##### DATA ENTRIES
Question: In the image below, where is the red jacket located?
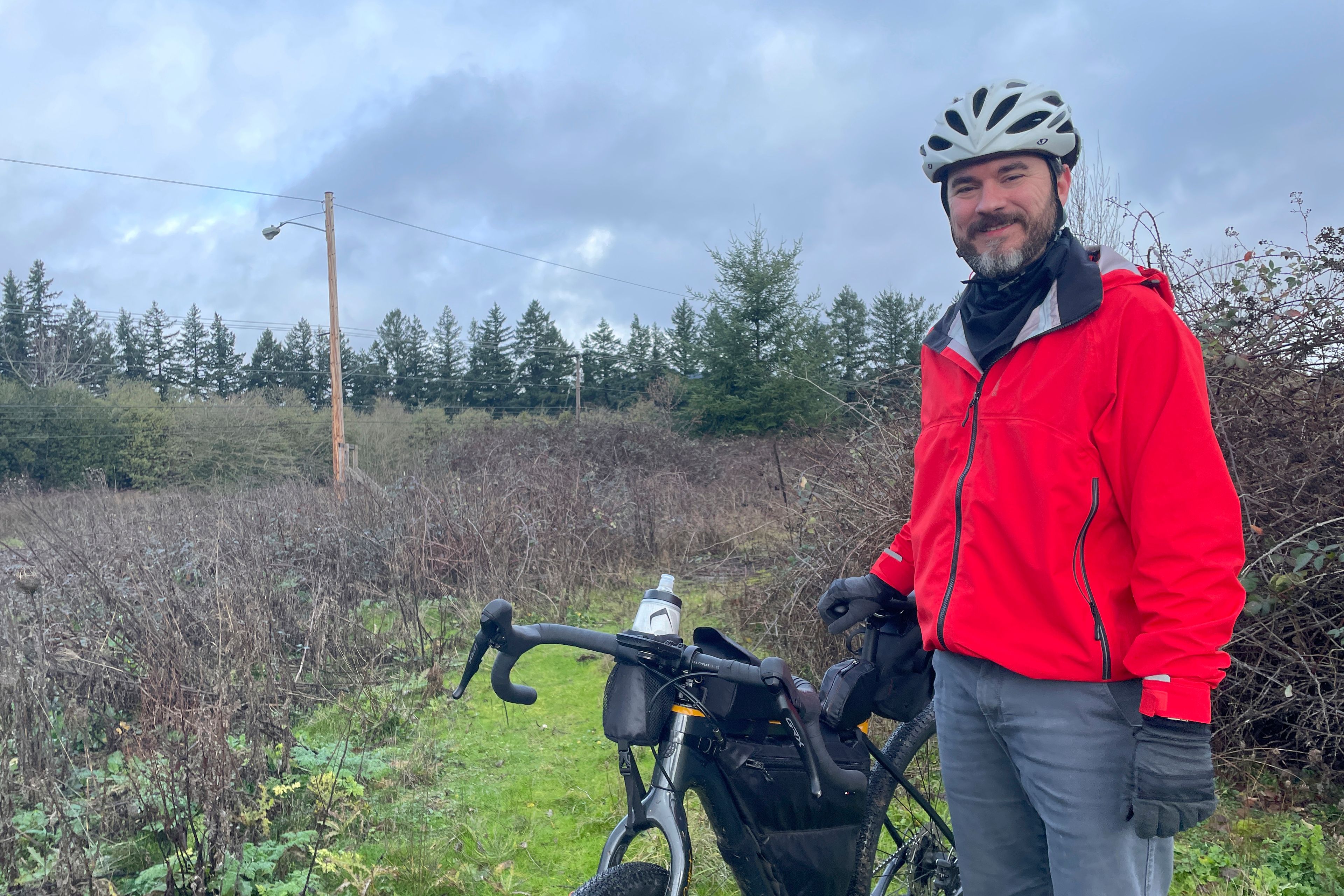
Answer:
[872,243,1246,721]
##########
##### DATA ENTRIES
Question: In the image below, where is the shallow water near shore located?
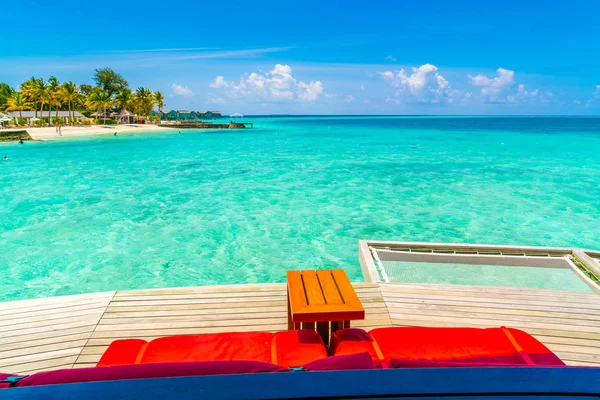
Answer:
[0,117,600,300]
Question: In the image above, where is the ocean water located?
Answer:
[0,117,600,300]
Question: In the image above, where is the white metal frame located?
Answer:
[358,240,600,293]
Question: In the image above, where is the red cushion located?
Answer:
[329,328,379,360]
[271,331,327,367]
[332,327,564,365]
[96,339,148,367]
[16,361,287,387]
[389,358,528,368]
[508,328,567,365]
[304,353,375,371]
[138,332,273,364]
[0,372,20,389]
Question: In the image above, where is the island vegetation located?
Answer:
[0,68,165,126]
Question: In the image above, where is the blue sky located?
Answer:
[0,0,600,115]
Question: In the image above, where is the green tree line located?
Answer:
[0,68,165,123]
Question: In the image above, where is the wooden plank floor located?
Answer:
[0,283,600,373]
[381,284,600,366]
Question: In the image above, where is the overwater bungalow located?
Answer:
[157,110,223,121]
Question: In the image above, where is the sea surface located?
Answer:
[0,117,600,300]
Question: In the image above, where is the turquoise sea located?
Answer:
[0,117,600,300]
##########
##### DATA ENTRIES
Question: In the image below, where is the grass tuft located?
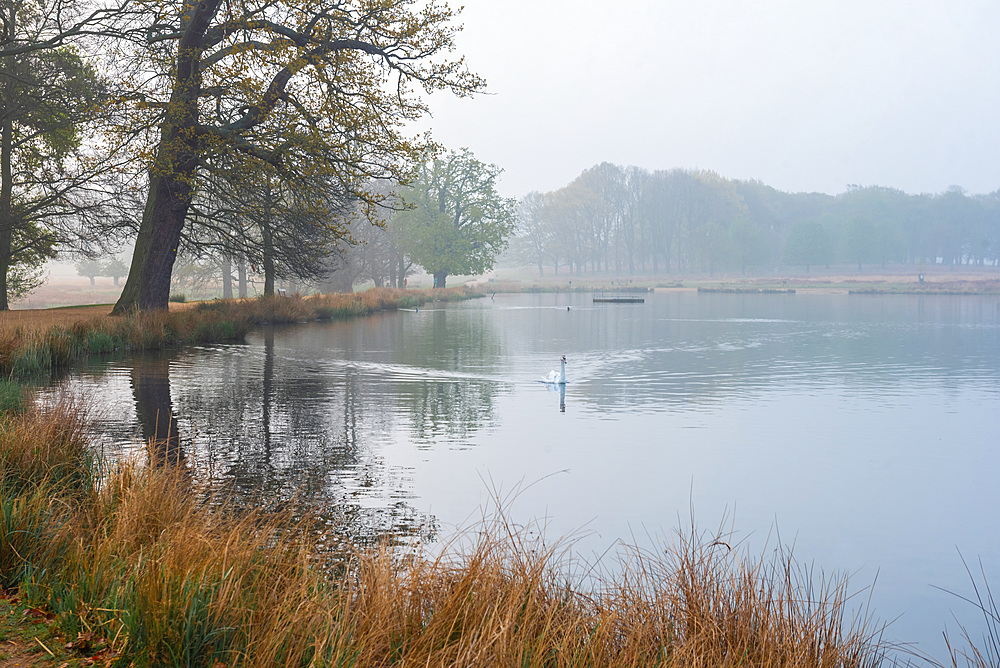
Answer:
##########
Please output the lines as a Markdown table with the columns No and Line, starting at the line that has "Question: In the image above, where is the white" and stopping after the line that has "[358,240,600,293]". Number each line in No, and leave out any blank lines.

• **OUTPUT**:
| No | Line |
|---|---|
| 1 | Question: In the image above, where is the white metal frame located? |
| 2 | Answer: |
| 3 | [358,240,600,293] |